-- START OF Data for processing --
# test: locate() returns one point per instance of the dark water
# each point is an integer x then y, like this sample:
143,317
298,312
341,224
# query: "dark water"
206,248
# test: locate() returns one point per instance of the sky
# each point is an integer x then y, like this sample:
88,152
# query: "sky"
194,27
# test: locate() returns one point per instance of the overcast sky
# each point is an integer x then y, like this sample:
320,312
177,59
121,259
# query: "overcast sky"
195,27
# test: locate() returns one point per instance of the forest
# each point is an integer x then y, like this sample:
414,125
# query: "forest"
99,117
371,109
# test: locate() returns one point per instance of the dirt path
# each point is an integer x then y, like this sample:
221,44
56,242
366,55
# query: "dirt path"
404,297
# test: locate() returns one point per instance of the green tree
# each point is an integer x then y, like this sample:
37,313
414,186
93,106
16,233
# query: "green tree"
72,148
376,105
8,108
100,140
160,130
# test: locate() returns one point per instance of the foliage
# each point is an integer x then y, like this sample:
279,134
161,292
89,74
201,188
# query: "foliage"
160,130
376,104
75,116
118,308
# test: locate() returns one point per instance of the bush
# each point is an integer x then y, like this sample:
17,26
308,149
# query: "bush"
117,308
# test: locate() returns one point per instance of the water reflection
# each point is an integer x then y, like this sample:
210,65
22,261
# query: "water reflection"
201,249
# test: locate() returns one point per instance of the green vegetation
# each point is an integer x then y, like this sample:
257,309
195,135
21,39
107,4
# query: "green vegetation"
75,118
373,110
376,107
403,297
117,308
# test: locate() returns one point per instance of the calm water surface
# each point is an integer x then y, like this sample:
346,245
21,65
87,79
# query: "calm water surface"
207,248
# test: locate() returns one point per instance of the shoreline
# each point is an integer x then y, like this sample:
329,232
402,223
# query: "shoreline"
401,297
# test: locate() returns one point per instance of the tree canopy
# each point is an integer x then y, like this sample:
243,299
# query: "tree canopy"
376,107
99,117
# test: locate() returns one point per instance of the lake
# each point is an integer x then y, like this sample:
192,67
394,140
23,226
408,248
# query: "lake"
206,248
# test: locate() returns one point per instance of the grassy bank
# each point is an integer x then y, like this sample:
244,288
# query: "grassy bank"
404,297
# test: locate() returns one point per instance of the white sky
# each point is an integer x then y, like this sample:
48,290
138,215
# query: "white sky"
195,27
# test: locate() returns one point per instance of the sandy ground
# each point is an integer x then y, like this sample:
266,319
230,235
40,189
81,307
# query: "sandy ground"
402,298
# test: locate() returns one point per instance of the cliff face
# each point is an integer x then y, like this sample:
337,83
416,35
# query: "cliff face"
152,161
-- END OF Data for processing --
### Work instructions
Could you render the records above, from the line containing "# test: locate() returns one point per instance of the foliage" through the final line of the records, as a Markdown table with the columns Row and Line, one numbered row per line and blank lines left out?

### Output
| Row | Line |
|---|---|
| 1 | # test: locate() returns one point per instance of the foliage |
| 2 | # each point is an integer x then y, like this sample: |
| 3 | 279,134 |
| 4 | 161,292 |
| 5 | 89,74 |
| 6 | 201,188 |
| 7 | # query: "foliage" |
| 8 | 160,130 |
| 9 | 376,104 |
| 10 | 75,116 |
| 11 | 118,308 |
| 12 | # test: locate() returns one point per instance of the bush |
| 13 | # each point is an integer x then y, like this sample: |
| 14 | 17,26 |
| 15 | 308,149 |
| 16 | # query: "bush" |
| 17 | 117,308 |
| 18 | # test: locate() returns one point per instance of the water reflection |
| 19 | # each point is an integer x then y, like this sample: |
| 20 | 210,65 |
| 21 | 22,261 |
| 22 | # query: "water reflection" |
| 23 | 201,249 |
| 24 | # test: locate() returns one point per instance of the green vegetation |
| 25 | # each point is an integer x then y, like this sample: |
| 26 | 257,309 |
| 27 | 195,135 |
| 28 | 21,39 |
| 29 | 107,4 |
| 30 | # query: "green vegetation" |
| 31 | 75,118 |
| 32 | 373,110 |
| 33 | 376,107 |
| 34 | 403,297 |
| 35 | 117,308 |
| 36 | # test: locate() returns one point per instance of the calm water surface |
| 37 | # each point is an integer x then y, like this sample: |
| 38 | 346,245 |
| 39 | 21,65 |
| 40 | 87,79 |
| 41 | # query: "calm water surface" |
| 42 | 207,248 |
| 43 | # test: locate() returns one point per instance of the shoreline |
| 44 | # each point is an integer x then y, like this sample: |
| 45 | 329,232 |
| 46 | 402,223 |
| 47 | # query: "shoreline" |
| 48 | 401,297 |
| 49 | # test: locate() returns one point per instance of the tree canopy |
| 50 | # each point is an integer x then y, like this sample: |
| 51 | 243,299 |
| 52 | # query: "tree canopy" |
| 53 | 376,107 |
| 54 | 99,117 |
| 55 | # test: locate() returns one point per instance of the lake |
| 56 | # each point is an integer x then y, like this sample: |
| 57 | 192,67 |
| 58 | 394,140 |
| 59 | 23,226 |
| 60 | 408,248 |
| 61 | # query: "lake" |
| 62 | 206,248 |
| 63 | # test: locate() returns one point per instance of the grassy bank |
| 64 | # each point is an integer x then y, like this sample: |
| 65 | 244,288 |
| 66 | # query: "grassy bank" |
| 67 | 404,297 |
| 68 | # test: locate() returns one point per instance of the white sky |
| 69 | # each point is an integer x then y, like this sample: |
| 70 | 48,290 |
| 71 | 138,215 |
| 72 | # query: "white sky" |
| 73 | 195,27 |
| 74 | # test: locate() returns one point per instance of the sandy ground |
| 75 | # each point is an integer x then y, like this sample: |
| 76 | 266,319 |
| 77 | 230,235 |
| 78 | 40,189 |
| 79 | 81,307 |
| 80 | # query: "sandy ground" |
| 81 | 402,298 |
| 82 | # test: locate() returns one point per instance of the cliff face |
| 83 | # each point is an integer x then y, like this sample: |
| 84 | 337,83 |
| 85 | 416,35 |
| 86 | # query: "cliff face" |
| 87 | 152,161 |